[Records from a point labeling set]
——

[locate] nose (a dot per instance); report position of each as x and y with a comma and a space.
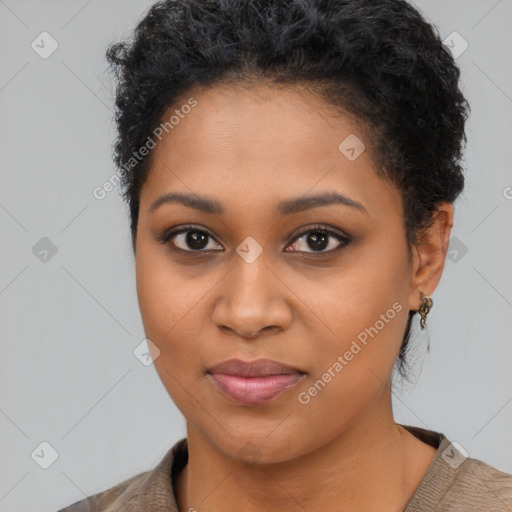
252, 301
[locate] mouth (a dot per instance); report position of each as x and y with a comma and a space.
254, 382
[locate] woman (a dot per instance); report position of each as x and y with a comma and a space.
290, 169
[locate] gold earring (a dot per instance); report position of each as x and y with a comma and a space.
426, 306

——

Can you repeat the records word for word, from the line containing "[locate] gold earring" through the end of the records?

Written solution =>
[locate] gold earring (a dot per instance); report position of each as x and y with a comma and a space.
426, 306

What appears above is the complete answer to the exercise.